• WRITTEN TASK
Reproduce the items below word for word, from the line with "field above? Mark it with a dot." up to and including the line with "(1050, 327)".

• INFORMATION SHOWN

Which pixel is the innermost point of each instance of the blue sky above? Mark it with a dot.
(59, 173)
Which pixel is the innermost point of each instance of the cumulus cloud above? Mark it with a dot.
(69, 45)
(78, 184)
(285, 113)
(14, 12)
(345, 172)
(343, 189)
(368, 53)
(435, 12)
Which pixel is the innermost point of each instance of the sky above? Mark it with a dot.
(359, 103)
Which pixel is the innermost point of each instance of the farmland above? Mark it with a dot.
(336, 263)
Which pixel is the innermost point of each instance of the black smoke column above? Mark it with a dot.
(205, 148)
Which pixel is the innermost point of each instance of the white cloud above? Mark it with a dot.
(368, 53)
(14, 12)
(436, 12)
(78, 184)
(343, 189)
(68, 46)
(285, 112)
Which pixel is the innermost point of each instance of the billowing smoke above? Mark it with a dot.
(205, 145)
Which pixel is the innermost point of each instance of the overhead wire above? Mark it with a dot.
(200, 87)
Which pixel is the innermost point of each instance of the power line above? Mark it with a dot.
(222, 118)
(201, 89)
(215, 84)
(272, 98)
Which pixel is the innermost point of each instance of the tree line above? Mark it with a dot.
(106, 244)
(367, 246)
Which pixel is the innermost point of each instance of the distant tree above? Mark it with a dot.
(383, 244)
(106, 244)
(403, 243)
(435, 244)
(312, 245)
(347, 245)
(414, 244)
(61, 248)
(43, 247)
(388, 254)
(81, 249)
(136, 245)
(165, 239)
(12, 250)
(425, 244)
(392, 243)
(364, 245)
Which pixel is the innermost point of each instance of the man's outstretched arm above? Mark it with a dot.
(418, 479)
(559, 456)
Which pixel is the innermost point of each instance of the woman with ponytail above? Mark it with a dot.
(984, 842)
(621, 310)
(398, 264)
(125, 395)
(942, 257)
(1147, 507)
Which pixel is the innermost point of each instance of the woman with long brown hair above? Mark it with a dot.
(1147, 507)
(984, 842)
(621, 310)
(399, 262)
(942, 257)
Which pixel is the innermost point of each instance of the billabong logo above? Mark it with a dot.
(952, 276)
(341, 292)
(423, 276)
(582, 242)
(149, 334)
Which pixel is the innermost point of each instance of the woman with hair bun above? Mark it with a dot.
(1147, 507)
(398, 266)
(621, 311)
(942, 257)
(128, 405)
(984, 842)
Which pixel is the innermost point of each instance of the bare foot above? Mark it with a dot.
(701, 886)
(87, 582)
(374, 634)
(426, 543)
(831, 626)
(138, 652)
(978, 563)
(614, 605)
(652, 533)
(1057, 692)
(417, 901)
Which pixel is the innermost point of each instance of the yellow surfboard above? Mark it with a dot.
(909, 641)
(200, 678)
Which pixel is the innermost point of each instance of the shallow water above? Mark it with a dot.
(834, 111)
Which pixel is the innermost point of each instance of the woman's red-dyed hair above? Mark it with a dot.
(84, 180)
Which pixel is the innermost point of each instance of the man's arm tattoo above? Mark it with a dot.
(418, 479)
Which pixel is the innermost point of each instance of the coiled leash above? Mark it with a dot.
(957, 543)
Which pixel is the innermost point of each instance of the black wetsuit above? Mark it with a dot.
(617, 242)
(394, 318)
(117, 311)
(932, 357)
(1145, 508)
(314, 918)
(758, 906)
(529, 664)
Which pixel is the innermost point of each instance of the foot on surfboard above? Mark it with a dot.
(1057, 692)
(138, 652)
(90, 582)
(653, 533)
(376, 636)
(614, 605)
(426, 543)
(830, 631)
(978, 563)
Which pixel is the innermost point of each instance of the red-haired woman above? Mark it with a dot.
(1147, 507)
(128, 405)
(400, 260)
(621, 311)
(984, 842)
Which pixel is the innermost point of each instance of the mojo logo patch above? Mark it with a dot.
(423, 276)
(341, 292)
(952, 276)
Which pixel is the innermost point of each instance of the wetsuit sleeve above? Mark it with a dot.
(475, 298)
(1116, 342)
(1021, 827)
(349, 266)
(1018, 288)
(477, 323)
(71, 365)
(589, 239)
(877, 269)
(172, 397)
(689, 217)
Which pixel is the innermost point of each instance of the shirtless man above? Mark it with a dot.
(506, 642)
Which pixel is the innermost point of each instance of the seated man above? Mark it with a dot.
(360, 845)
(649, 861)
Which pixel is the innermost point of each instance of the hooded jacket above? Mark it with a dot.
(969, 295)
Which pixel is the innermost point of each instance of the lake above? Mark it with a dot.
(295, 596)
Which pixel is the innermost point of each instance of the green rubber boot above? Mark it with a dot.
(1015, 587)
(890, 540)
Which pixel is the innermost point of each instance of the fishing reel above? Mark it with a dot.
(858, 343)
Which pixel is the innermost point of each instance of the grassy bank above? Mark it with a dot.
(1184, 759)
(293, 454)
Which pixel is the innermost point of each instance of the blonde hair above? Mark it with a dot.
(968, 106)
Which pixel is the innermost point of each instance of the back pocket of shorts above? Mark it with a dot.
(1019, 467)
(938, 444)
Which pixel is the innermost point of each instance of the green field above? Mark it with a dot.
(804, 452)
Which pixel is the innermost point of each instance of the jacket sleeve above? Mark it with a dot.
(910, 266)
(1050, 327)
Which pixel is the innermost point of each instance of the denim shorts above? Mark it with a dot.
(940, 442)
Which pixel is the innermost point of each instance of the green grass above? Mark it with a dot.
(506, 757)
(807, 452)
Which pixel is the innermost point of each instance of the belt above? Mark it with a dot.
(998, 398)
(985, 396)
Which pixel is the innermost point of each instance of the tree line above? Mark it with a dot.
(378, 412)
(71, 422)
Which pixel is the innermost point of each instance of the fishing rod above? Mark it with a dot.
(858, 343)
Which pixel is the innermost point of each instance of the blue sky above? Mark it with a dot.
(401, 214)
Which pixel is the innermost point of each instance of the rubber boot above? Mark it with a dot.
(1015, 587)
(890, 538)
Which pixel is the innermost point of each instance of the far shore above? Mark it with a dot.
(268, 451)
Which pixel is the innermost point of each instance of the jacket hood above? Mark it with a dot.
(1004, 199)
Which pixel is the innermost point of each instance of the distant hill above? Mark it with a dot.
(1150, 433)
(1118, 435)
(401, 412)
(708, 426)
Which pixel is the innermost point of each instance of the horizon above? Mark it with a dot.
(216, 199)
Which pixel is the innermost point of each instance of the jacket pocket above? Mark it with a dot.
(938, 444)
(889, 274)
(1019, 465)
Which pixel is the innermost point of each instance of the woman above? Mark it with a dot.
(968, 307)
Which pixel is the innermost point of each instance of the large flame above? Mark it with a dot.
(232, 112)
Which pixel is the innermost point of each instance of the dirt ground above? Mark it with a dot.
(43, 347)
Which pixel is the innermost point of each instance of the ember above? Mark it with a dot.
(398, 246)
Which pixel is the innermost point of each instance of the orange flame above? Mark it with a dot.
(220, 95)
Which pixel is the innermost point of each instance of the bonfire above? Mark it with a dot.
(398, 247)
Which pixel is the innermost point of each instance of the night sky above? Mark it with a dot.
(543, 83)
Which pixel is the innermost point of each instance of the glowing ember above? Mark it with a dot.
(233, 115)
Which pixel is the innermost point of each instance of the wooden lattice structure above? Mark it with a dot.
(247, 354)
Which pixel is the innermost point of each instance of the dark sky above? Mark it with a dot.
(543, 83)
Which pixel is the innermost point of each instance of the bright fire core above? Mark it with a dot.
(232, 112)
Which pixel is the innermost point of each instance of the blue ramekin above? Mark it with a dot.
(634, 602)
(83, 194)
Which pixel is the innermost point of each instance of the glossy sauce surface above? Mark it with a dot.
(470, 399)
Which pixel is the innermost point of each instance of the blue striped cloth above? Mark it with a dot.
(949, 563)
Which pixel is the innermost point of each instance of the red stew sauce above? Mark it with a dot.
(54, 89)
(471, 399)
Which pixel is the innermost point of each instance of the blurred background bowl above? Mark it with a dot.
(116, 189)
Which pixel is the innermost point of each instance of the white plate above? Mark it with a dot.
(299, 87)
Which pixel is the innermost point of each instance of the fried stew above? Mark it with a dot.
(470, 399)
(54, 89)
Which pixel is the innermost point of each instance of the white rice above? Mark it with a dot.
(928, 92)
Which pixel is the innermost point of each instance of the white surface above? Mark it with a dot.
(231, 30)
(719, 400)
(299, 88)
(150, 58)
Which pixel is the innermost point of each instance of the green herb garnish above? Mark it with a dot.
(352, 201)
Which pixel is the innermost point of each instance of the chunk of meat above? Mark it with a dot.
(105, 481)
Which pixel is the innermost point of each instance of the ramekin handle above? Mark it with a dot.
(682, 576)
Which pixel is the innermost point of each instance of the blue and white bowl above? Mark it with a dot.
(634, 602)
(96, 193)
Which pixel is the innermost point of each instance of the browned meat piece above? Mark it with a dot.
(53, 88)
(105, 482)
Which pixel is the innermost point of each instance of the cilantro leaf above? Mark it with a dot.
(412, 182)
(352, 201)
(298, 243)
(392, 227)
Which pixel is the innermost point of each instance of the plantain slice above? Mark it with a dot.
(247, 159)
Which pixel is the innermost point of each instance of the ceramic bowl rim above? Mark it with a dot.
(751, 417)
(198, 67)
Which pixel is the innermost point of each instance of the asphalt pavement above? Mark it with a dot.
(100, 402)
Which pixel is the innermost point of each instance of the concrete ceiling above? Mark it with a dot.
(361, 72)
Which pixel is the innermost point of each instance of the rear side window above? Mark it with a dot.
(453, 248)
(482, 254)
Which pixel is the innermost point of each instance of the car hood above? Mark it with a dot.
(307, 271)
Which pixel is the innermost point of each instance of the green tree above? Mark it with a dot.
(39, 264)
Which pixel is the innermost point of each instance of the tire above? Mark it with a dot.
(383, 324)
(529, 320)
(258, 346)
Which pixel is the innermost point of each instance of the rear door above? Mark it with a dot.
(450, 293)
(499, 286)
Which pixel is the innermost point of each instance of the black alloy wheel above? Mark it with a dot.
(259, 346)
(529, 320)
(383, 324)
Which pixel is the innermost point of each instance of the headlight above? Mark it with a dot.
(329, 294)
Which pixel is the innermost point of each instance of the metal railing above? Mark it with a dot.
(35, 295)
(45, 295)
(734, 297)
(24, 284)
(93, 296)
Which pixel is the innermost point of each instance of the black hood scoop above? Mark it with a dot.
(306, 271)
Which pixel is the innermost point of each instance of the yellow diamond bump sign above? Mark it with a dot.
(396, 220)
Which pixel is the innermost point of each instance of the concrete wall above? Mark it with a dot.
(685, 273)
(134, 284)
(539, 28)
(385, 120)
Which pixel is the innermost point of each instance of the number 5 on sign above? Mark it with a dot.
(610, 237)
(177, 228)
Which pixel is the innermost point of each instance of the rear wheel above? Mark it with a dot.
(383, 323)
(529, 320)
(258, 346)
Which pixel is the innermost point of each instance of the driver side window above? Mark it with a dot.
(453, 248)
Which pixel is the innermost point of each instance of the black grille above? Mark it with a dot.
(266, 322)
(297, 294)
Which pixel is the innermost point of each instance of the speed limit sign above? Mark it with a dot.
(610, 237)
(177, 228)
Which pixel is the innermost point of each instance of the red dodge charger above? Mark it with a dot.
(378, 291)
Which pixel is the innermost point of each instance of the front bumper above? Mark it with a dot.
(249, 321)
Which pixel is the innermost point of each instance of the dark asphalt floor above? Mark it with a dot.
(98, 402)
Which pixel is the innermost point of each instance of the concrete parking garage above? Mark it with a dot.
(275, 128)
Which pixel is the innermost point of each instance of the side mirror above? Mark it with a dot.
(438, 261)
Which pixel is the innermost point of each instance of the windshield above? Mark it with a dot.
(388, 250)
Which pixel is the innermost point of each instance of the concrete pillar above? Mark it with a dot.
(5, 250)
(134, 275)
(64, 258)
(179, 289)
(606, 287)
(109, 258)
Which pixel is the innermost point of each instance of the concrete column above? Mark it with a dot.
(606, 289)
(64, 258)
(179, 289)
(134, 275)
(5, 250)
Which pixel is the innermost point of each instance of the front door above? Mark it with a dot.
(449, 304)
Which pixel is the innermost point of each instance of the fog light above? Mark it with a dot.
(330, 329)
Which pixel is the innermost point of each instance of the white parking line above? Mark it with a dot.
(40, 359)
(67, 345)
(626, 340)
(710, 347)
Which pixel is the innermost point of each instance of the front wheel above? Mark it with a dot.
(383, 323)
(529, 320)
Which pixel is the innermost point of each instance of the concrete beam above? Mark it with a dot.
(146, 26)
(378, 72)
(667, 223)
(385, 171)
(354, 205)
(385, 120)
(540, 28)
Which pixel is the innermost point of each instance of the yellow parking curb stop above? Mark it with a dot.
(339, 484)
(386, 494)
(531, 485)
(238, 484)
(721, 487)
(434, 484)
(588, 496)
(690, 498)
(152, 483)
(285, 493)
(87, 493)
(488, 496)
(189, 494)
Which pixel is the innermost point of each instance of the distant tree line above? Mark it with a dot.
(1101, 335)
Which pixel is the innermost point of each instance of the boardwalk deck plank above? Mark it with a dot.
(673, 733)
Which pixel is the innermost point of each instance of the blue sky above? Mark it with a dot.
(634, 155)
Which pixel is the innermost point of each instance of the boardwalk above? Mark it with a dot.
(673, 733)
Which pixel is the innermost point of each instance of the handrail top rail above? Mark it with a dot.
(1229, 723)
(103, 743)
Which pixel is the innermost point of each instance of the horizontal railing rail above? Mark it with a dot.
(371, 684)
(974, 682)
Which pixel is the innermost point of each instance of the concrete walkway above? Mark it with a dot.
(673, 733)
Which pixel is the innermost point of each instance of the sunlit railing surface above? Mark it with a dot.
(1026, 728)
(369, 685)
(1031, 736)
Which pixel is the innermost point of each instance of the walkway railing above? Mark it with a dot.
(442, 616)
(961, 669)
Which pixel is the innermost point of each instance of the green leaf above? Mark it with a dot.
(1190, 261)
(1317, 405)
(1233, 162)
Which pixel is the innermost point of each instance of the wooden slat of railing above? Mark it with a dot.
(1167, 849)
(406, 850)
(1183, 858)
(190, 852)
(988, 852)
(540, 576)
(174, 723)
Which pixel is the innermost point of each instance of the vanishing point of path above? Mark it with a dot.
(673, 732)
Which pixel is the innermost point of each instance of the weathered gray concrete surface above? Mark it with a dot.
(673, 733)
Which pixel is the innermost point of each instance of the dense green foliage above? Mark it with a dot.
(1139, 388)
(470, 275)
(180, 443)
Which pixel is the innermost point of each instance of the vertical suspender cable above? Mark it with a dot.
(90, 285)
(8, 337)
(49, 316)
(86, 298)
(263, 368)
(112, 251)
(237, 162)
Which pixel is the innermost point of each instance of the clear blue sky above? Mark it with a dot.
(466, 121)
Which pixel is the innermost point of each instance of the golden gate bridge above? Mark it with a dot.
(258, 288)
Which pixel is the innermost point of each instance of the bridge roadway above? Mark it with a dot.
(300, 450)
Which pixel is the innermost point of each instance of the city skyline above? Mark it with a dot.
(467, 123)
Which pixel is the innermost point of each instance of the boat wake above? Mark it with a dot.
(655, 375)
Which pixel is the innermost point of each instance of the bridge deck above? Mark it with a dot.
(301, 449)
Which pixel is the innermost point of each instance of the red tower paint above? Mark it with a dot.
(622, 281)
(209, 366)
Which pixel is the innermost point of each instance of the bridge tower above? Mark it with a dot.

• RESPONSE TO THIS TASK
Which pixel is the innermost point of each instance of the green field above? Mark it with a dot.
(804, 452)
Which pixel is the innermost point of each instance of the jacket sleeve above? Mark it with a dot.
(910, 266)
(1050, 327)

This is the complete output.